## OBJECTIVE
Render the lines between the ones holding "entry: **fish mouth**" and "M 128 86 L 129", inclusive, as a numbered list, leaving out any blank lines.
┏━━
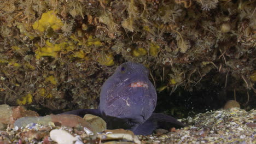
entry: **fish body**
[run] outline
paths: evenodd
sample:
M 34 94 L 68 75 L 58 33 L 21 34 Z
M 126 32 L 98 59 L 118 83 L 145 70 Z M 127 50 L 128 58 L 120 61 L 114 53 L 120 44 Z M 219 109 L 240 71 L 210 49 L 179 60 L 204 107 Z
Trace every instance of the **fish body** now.
M 123 128 L 136 135 L 149 135 L 158 128 L 184 127 L 175 118 L 153 113 L 156 104 L 155 88 L 142 64 L 128 62 L 119 65 L 101 87 L 98 109 L 80 109 L 63 114 L 100 116 L 108 129 Z

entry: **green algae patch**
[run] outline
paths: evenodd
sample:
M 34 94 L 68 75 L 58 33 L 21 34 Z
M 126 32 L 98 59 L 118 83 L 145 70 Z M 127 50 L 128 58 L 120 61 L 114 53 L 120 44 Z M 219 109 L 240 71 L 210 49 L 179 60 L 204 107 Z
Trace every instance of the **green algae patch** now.
M 94 38 L 91 35 L 88 37 L 88 39 L 87 40 L 86 44 L 88 46 L 90 46 L 94 45 L 95 46 L 98 47 L 102 45 L 98 38 Z
M 39 59 L 42 57 L 53 57 L 57 58 L 59 52 L 62 50 L 67 51 L 74 49 L 73 45 L 70 45 L 67 42 L 62 42 L 60 44 L 52 44 L 49 40 L 45 41 L 45 46 L 40 47 L 38 44 L 36 45 L 38 49 L 36 50 L 36 58 Z
M 29 93 L 26 96 L 22 97 L 20 99 L 17 100 L 18 105 L 30 104 L 33 101 L 33 97 L 31 94 Z
M 43 13 L 41 19 L 34 23 L 33 28 L 40 32 L 43 32 L 49 27 L 53 30 L 60 29 L 63 24 L 61 19 L 57 17 L 56 13 L 53 10 Z
M 114 56 L 112 54 L 105 55 L 102 57 L 100 57 L 98 62 L 101 65 L 106 66 L 112 66 L 115 63 Z
M 132 51 L 132 55 L 135 57 L 141 57 L 145 56 L 146 54 L 147 51 L 142 47 L 136 49 Z
M 57 79 L 51 75 L 45 79 L 46 82 L 50 82 L 52 84 L 56 85 L 57 84 Z
M 155 43 L 150 43 L 149 46 L 149 55 L 156 57 L 159 51 L 160 46 Z

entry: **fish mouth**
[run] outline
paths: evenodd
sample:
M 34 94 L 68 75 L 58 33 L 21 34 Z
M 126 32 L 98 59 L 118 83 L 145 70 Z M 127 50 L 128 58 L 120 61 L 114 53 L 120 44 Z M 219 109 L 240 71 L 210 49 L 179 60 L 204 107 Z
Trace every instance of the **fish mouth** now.
M 128 86 L 129 87 L 144 87 L 148 88 L 148 83 L 143 81 L 132 82 Z

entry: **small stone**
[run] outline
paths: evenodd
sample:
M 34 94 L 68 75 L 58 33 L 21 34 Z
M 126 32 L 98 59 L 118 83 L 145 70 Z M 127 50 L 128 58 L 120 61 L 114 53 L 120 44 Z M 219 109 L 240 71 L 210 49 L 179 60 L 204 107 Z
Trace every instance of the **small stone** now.
M 106 123 L 101 117 L 86 114 L 83 118 L 92 125 L 96 132 L 101 132 L 107 129 Z
M 209 133 L 210 129 L 208 128 L 205 128 L 199 132 L 199 135 L 202 137 L 205 137 Z
M 256 123 L 247 123 L 246 125 L 249 128 L 255 128 L 256 127 Z
M 7 127 L 7 124 L 3 124 L 3 123 L 0 122 L 0 130 L 4 130 L 4 129 L 6 129 Z
M 231 109 L 232 107 L 240 108 L 240 105 L 237 101 L 235 100 L 230 100 L 226 101 L 224 107 L 224 109 L 225 110 L 227 110 L 227 109 Z
M 73 144 L 77 139 L 62 129 L 54 129 L 50 132 L 51 139 L 59 144 Z
M 175 128 L 174 128 L 174 127 L 171 128 L 171 129 L 170 129 L 170 131 L 175 132 L 175 131 L 176 131 L 176 129 Z
M 162 135 L 168 133 L 168 130 L 164 129 L 157 129 L 155 130 L 155 133 L 158 135 Z

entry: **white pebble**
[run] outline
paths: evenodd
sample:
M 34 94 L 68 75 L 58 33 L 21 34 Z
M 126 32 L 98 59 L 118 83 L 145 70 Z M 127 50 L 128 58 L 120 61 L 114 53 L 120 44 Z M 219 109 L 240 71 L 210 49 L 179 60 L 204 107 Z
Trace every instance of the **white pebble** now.
M 77 139 L 62 129 L 54 129 L 50 132 L 51 139 L 59 144 L 73 144 Z

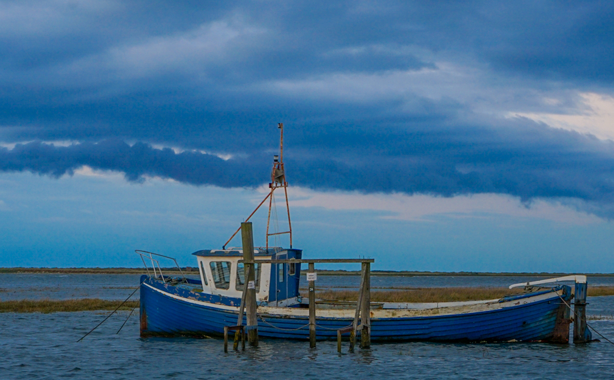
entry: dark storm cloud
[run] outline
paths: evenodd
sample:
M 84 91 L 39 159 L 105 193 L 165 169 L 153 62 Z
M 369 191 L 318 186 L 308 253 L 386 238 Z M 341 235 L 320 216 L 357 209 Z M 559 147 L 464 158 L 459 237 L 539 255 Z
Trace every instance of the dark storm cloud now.
M 359 132 L 354 141 L 359 148 L 340 149 L 336 155 L 322 146 L 290 148 L 286 154 L 288 180 L 324 190 L 443 196 L 494 192 L 526 202 L 536 197 L 575 199 L 591 205 L 593 213 L 614 216 L 608 206 L 614 201 L 611 142 L 530 122 L 516 124 L 524 135 L 473 126 L 446 131 L 445 136 L 427 130 L 363 136 L 371 139 L 363 143 Z M 333 131 L 325 135 L 322 142 L 339 137 Z M 196 185 L 255 187 L 268 181 L 270 153 L 252 152 L 225 160 L 213 154 L 176 153 L 141 143 L 54 146 L 33 142 L 0 149 L 0 170 L 57 177 L 87 165 L 122 172 L 130 181 L 156 176 Z M 596 208 L 597 204 L 603 207 Z
M 87 165 L 132 181 L 258 186 L 270 158 L 262 152 L 274 148 L 283 121 L 297 184 L 572 198 L 610 215 L 609 142 L 478 116 L 478 100 L 459 100 L 462 84 L 437 101 L 374 89 L 391 73 L 437 75 L 445 58 L 478 73 L 467 85 L 491 105 L 505 92 L 511 106 L 529 108 L 537 107 L 532 90 L 611 92 L 614 6 L 203 4 L 2 3 L 0 140 L 82 143 L 0 149 L 0 170 L 57 176 Z M 335 76 L 366 89 L 340 89 Z M 317 81 L 324 87 L 313 90 Z

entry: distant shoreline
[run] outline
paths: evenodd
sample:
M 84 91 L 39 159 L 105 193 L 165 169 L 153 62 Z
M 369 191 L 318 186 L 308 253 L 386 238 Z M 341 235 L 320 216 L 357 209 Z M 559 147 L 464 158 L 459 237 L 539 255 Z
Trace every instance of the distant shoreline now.
M 194 274 L 198 272 L 198 269 L 193 267 L 182 267 L 184 274 Z M 176 268 L 162 268 L 164 273 L 168 274 L 179 274 Z M 319 275 L 360 275 L 358 271 L 331 271 L 327 269 L 316 271 Z M 301 271 L 305 274 L 306 271 Z M 33 268 L 33 267 L 0 267 L 0 274 L 145 274 L 147 271 L 144 268 Z M 371 275 L 373 276 L 535 276 L 535 277 L 559 277 L 568 274 L 586 274 L 591 277 L 614 277 L 614 273 L 548 273 L 544 272 L 428 272 L 414 271 L 371 271 Z

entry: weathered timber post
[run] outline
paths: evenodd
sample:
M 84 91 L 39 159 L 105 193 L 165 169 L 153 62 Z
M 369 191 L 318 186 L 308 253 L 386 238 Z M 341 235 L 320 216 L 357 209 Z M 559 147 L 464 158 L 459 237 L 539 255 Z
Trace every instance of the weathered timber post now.
M 371 346 L 371 264 L 362 263 L 362 272 L 365 274 L 363 283 L 362 299 L 360 305 L 360 348 Z
M 570 289 L 565 287 L 563 288 L 565 293 L 563 293 L 563 299 L 561 300 L 559 304 L 559 309 L 556 312 L 556 322 L 554 325 L 554 331 L 552 334 L 550 342 L 553 343 L 569 343 L 569 325 L 572 320 L 570 318 L 570 306 L 565 299 L 570 301 Z
M 586 326 L 586 290 L 588 283 L 576 282 L 573 304 L 573 342 L 586 343 L 593 339 Z
M 247 312 L 247 342 L 254 347 L 258 347 L 258 315 L 256 314 L 258 307 L 256 303 L 255 271 L 254 270 L 254 234 L 252 232 L 252 222 L 241 224 L 241 237 L 243 243 L 243 259 L 251 261 L 244 264 L 246 274 L 245 307 Z
M 309 263 L 309 273 L 315 273 L 313 263 Z M 309 346 L 316 347 L 316 282 L 309 282 Z
M 228 327 L 224 326 L 224 352 L 228 352 Z

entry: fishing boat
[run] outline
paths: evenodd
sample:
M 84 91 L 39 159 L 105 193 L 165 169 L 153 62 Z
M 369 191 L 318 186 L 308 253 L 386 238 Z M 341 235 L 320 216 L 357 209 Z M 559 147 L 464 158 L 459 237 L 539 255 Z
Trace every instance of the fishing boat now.
M 370 263 L 373 259 L 308 259 L 292 248 L 287 183 L 283 163 L 283 125 L 279 155 L 273 158 L 270 191 L 242 226 L 267 200 L 266 245 L 227 247 L 239 228 L 220 249 L 192 253 L 200 278 L 187 277 L 172 258 L 138 250 L 147 274 L 141 278 L 141 335 L 220 337 L 229 327 L 248 325 L 263 338 L 296 339 L 340 339 L 360 333 L 370 341 L 456 342 L 547 341 L 568 342 L 572 320 L 585 321 L 586 278 L 570 275 L 513 284 L 524 292 L 500 299 L 446 303 L 370 302 Z M 270 231 L 276 190 L 283 190 L 288 231 Z M 276 213 L 275 212 L 273 214 Z M 249 223 L 251 226 L 251 223 Z M 251 229 L 249 234 L 251 234 Z M 287 234 L 290 248 L 270 247 L 269 238 Z M 247 249 L 244 250 L 244 247 Z M 174 261 L 181 276 L 162 272 L 160 260 Z M 360 263 L 362 276 L 357 302 L 317 299 L 314 263 Z M 309 296 L 300 290 L 301 264 L 308 264 Z M 570 284 L 565 282 L 573 282 Z M 255 300 L 251 317 L 244 313 L 246 294 Z M 575 294 L 574 319 L 570 317 Z M 248 297 L 249 298 L 249 297 Z M 248 311 L 249 313 L 249 311 Z M 255 313 L 255 314 L 254 314 Z M 578 325 L 578 326 L 575 326 Z M 575 333 L 577 327 L 577 334 Z M 577 342 L 591 340 L 585 324 L 576 323 Z M 366 334 L 367 339 L 364 336 Z M 576 336 L 577 335 L 577 337 Z

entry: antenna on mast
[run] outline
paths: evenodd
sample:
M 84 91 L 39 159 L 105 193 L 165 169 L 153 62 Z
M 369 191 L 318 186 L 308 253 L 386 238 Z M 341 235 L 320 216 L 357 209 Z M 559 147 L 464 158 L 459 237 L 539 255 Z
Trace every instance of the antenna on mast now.
M 247 218 L 245 220 L 245 221 L 248 221 L 249 218 L 252 217 L 255 212 L 260 208 L 260 206 L 268 198 L 269 200 L 269 211 L 268 216 L 266 218 L 266 248 L 268 249 L 268 238 L 269 236 L 282 235 L 284 234 L 289 234 L 290 235 L 290 248 L 292 248 L 292 224 L 290 220 L 290 205 L 288 202 L 288 183 L 286 181 L 286 170 L 284 168 L 284 123 L 278 123 L 277 127 L 280 130 L 279 135 L 279 155 L 278 156 L 275 154 L 273 156 L 273 170 L 271 171 L 271 182 L 269 183 L 269 188 L 271 189 L 271 191 L 266 194 L 265 199 L 262 200 L 262 202 L 258 205 L 256 209 L 254 210 L 251 214 L 247 216 Z M 269 233 L 269 225 L 271 222 L 271 209 L 273 206 L 273 192 L 277 189 L 280 188 L 284 188 L 284 195 L 286 197 L 286 208 L 288 212 L 288 231 L 284 231 L 281 232 L 273 232 L 271 234 Z M 237 233 L 241 231 L 241 227 L 237 229 L 230 239 L 222 246 L 222 249 L 226 249 L 226 245 L 230 242 L 230 240 L 233 239 L 233 237 L 237 234 Z

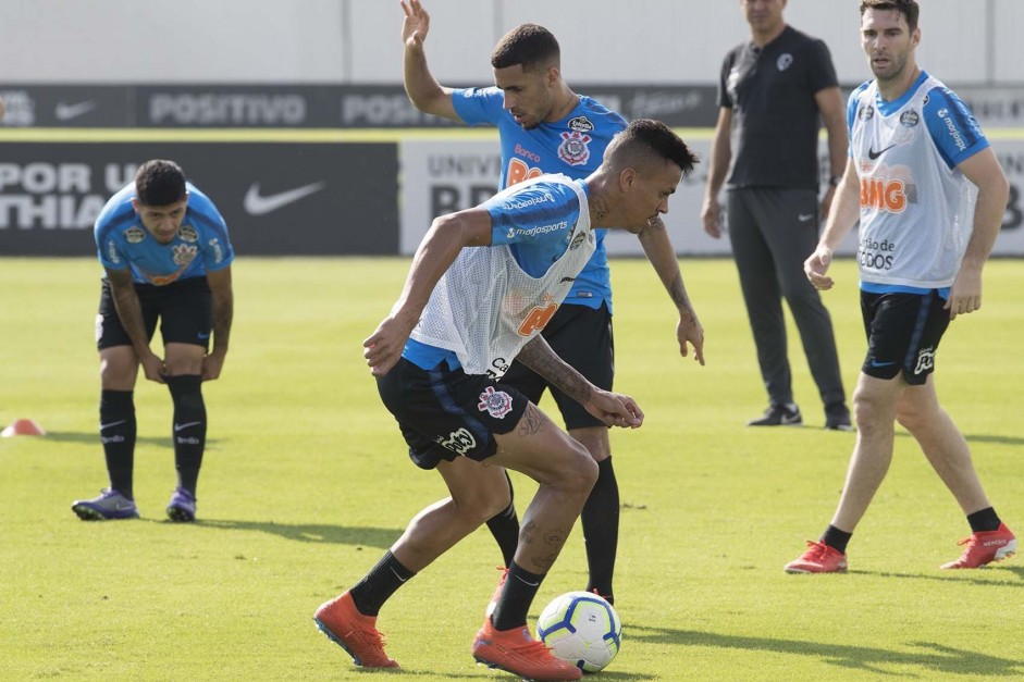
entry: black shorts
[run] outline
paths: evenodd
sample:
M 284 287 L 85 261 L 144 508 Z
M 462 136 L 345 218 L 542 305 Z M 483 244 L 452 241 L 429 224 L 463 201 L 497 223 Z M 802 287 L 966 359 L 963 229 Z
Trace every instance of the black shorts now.
M 442 362 L 423 370 L 405 358 L 377 380 L 384 406 L 395 416 L 420 469 L 461 455 L 481 461 L 497 451 L 494 434 L 519 423 L 529 400 L 485 375 L 449 370 Z
M 867 333 L 867 357 L 861 371 L 877 379 L 903 372 L 912 385 L 925 383 L 935 370 L 935 351 L 949 327 L 949 311 L 937 292 L 869 294 L 861 292 L 861 314 Z
M 210 347 L 213 330 L 213 297 L 206 277 L 178 280 L 163 286 L 135 284 L 135 293 L 143 308 L 146 337 L 150 340 L 160 319 L 163 345 L 193 344 Z M 100 350 L 112 346 L 131 346 L 132 339 L 121 324 L 114 308 L 110 282 L 104 277 L 96 314 L 96 347 Z
M 594 310 L 587 306 L 562 305 L 542 332 L 547 344 L 558 357 L 587 377 L 599 388 L 612 390 L 615 377 L 615 343 L 612 336 L 612 314 L 602 305 Z M 503 384 L 515 386 L 534 405 L 539 405 L 545 388 L 558 405 L 566 429 L 607 426 L 603 421 L 583 409 L 583 406 L 548 385 L 533 370 L 513 362 L 502 377 Z

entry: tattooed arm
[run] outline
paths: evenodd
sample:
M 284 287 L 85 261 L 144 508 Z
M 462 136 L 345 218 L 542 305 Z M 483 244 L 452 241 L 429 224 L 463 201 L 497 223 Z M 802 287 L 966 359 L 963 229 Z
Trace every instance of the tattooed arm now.
M 643 423 L 643 411 L 629 396 L 602 390 L 559 358 L 543 336 L 531 338 L 516 357 L 553 386 L 608 426 L 630 426 L 636 429 Z

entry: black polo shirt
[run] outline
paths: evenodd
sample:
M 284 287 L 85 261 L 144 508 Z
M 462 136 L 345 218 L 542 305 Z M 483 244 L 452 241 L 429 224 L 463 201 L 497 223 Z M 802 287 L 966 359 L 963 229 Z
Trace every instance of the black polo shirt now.
M 825 42 L 787 26 L 757 49 L 733 48 L 721 65 L 718 106 L 732 110 L 726 187 L 817 189 L 821 116 L 814 95 L 836 87 Z

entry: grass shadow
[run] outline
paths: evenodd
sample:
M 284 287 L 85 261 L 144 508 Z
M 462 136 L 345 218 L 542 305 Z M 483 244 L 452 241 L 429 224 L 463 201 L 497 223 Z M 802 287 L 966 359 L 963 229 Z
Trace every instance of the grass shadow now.
M 954 648 L 936 642 L 908 642 L 913 652 L 856 646 L 848 644 L 825 644 L 802 640 L 781 640 L 777 637 L 755 637 L 699 632 L 694 630 L 673 630 L 669 628 L 631 627 L 625 637 L 654 644 L 676 646 L 703 646 L 719 649 L 739 649 L 743 652 L 770 652 L 793 654 L 821 659 L 823 662 L 844 668 L 861 670 L 879 675 L 903 677 L 904 673 L 890 672 L 890 666 L 912 666 L 922 668 L 928 677 L 977 675 L 991 678 L 1021 678 L 1024 675 L 1024 661 L 1015 658 L 990 656 L 969 649 Z M 603 675 L 604 673 L 602 673 Z
M 300 543 L 357 545 L 386 549 L 405 529 L 351 528 L 324 523 L 274 523 L 273 521 L 229 521 L 199 519 L 196 525 L 230 531 L 256 531 Z

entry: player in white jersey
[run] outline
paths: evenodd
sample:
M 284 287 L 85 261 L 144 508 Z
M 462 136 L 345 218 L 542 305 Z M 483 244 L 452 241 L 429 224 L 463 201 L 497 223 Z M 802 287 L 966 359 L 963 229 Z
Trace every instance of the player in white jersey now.
M 544 175 L 479 207 L 434 219 L 391 314 L 365 342 L 367 363 L 412 460 L 436 468 L 451 497 L 412 520 L 354 587 L 322 605 L 317 625 L 369 668 L 396 668 L 377 616 L 398 587 L 505 509 L 504 469 L 534 479 L 505 588 L 473 642 L 473 657 L 533 680 L 576 680 L 526 627 L 527 612 L 579 517 L 597 463 L 521 392 L 501 383 L 517 359 L 607 426 L 643 413 L 555 355 L 540 332 L 595 248 L 596 228 L 640 233 L 668 210 L 695 158 L 662 123 L 639 120 L 587 179 Z M 467 517 L 460 507 L 482 505 Z
M 853 396 L 858 438 L 831 523 L 786 566 L 790 573 L 847 570 L 847 544 L 888 471 L 897 421 L 971 526 L 960 558 L 941 568 L 978 568 L 1016 550 L 933 377 L 950 321 L 980 308 L 982 269 L 1009 183 L 966 104 L 917 66 L 918 12 L 914 0 L 861 2 L 861 44 L 875 79 L 850 96 L 850 158 L 818 247 L 804 263 L 814 286 L 831 288 L 832 249 L 860 220 L 868 350 Z

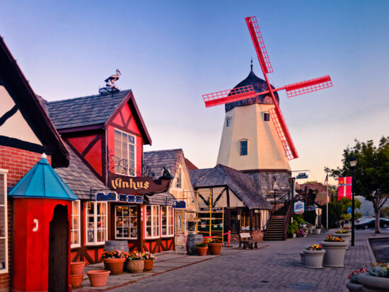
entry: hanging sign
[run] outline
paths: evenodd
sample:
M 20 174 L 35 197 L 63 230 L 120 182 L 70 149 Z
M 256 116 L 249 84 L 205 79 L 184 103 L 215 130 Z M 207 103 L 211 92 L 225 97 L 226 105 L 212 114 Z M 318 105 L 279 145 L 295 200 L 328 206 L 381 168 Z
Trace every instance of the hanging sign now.
M 352 177 L 339 177 L 337 186 L 337 199 L 343 198 L 352 199 Z
M 302 214 L 304 213 L 305 203 L 303 201 L 297 201 L 294 203 L 294 213 Z

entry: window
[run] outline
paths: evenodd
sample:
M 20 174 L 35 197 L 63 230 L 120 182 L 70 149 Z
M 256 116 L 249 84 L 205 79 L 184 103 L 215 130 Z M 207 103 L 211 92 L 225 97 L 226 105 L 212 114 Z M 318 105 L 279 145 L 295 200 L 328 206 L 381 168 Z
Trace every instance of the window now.
M 239 141 L 239 154 L 240 156 L 248 155 L 248 141 L 242 140 Z
M 71 203 L 71 231 L 70 233 L 71 247 L 78 247 L 80 244 L 80 200 Z
M 107 203 L 88 202 L 86 208 L 86 244 L 102 245 L 107 239 Z
M 146 206 L 146 238 L 159 238 L 159 206 Z
M 8 272 L 7 172 L 0 169 L 0 274 Z
M 116 238 L 137 239 L 138 218 L 137 206 L 116 206 L 115 226 Z
M 135 176 L 135 136 L 115 129 L 115 173 Z
M 173 236 L 173 212 L 168 206 L 161 206 L 161 236 Z

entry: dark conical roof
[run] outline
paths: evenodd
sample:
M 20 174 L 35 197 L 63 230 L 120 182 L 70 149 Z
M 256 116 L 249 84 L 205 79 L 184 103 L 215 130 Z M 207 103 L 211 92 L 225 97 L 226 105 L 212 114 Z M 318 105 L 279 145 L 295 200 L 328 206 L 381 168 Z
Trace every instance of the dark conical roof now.
M 251 71 L 250 71 L 250 74 L 246 77 L 246 78 L 238 83 L 238 85 L 235 86 L 234 88 L 242 86 L 247 86 L 249 85 L 252 85 L 254 88 L 254 91 L 258 93 L 262 91 L 267 90 L 267 85 L 266 83 L 266 81 L 263 79 L 261 79 L 254 74 L 254 71 L 252 71 L 252 65 L 251 65 Z M 272 86 L 272 88 L 274 88 L 274 87 Z M 278 93 L 274 93 L 274 95 L 276 96 L 277 102 L 279 104 L 279 98 L 278 96 Z M 252 105 L 254 103 L 265 103 L 268 105 L 272 105 L 273 100 L 272 100 L 270 95 L 262 94 L 260 95 L 257 95 L 255 98 L 234 101 L 233 103 L 226 104 L 226 112 L 231 110 L 235 107 Z

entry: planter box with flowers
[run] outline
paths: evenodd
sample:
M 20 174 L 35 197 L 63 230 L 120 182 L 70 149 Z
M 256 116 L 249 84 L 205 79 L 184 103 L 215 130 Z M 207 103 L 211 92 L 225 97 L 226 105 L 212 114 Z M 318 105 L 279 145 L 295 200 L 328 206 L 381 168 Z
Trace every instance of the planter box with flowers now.
M 323 261 L 325 267 L 340 268 L 344 267 L 344 254 L 348 243 L 342 238 L 328 235 L 320 245 L 325 250 Z
M 323 268 L 323 257 L 325 250 L 320 245 L 312 245 L 303 250 L 305 255 L 306 268 Z

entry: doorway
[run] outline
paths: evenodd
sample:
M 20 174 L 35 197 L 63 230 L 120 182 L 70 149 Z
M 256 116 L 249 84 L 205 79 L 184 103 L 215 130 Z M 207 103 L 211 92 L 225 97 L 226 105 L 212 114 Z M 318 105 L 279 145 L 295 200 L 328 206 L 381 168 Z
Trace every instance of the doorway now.
M 49 231 L 49 291 L 66 291 L 69 221 L 67 206 L 57 205 Z

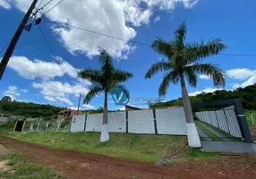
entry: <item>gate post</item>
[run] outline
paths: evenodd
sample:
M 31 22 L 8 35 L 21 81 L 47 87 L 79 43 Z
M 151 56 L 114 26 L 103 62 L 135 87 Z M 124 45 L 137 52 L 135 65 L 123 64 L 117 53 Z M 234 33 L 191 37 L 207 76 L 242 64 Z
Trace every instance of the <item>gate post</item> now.
M 248 127 L 248 124 L 246 121 L 246 117 L 244 115 L 244 111 L 243 108 L 243 105 L 241 100 L 235 99 L 234 100 L 235 111 L 237 117 L 237 121 L 241 129 L 242 135 L 244 139 L 244 141 L 247 143 L 252 143 L 252 140 L 251 137 L 250 130 Z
┗━━
## EXPECTED OUTPUT
1. entry: **fish mouth**
2. [run] outline
3. paths: evenodd
4. sample:
5. M 34 94 L 68 75 L 58 33 L 21 34 Z
6. M 126 32 L 98 59 L 118 83 L 145 70 Z M 127 50 L 128 58 L 120 61 L 114 53 L 120 44 Z M 219 109 L 240 71 L 210 49 L 179 60 L 204 107 Z
7. Trace every instance of the **fish mouth** now.
8. M 128 86 L 129 87 L 144 87 L 148 88 L 148 83 L 143 81 L 132 82 Z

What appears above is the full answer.